# SELECTED PASSAGE
Which is bringing me to point. I have received from Gerda strange text message. It say -

 Expect visit from Old Bill. Go quickly to my knicker drawer and find memory stick burried under items. Take and wrap tightly in polybag (also in drawer) and hide in lavatory cistern, urgent like.

This message disturb me because I think Old Bill is police. Am I right? And since I do not wish to be questioned by these people I think I should get out of flat (after having hid stick, which I have already done).

I should be up creek with paddle as you say but for fact Dave who is my tutor offers let me stay at his place for few days. He is currently on own since wife leave him and say he would be glad of company and would not take from me any rental expenses.

Anyways this mean have to postpone our reunion for time being. (I ask Dave if you could possibly stay at his place also, but he is not very happy about this. I think he is shy about meeting new people.)

Oh and do not be concering about Mr Higgs and his particle (always you worry about others). Switzerland is fine place to be and am sure they take great care of particle.

But how perhaps are you my Georgie?  I am heartbroken we may not meet as planned but will only be for few days, of this I am sure.

Write quickly (but not about your brother and his schnauzer)

Until we meet soon

Anna


Thursday, July 05, 2012

Now look here!

How dare you call me a wimp.

What about that time you were playing with my brother's schnauzer, and he bit you? There was hardly any blood but you screamed the place down. Demanded to be taken to A&E immediately. Which I did, causing me to miss the DNA results on Jeremy Kyle.

AND for your information, the Royal Air Force is part of the military.

 I see they have found the Higgs Boson particle - in Switzerland, of all places. Wouldn't you think that something so important would have been found in a proper country - like America?

I mean, who exactly are the Swiss?  I know they live in a tiny country called Switzerland, hemmed in by Germany, France, Italy and Austria - but who are they? They don' t make anything - except cuckoo-clocks and cheese with holes (and they teach Yodelling, but there can't be a big demand for that) so where do they get their money? 
 
And now they've got this Collider thing which - according the newspapers - has gone and found this particle that explains how the universe began.


Okay, so they got mountains - but so has America.  So why couldn't they have built this machine under the Rockies? I think there is something here we are not being told.

# EXERCISE
In the correspondence above, who offers Anna a place to stay for a few days?

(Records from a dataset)
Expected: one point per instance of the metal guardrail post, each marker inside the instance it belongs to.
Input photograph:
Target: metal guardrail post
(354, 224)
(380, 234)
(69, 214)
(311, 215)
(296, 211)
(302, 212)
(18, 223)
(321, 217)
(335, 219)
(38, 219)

# PROBLEM SOLUTION
Dave, her tutor.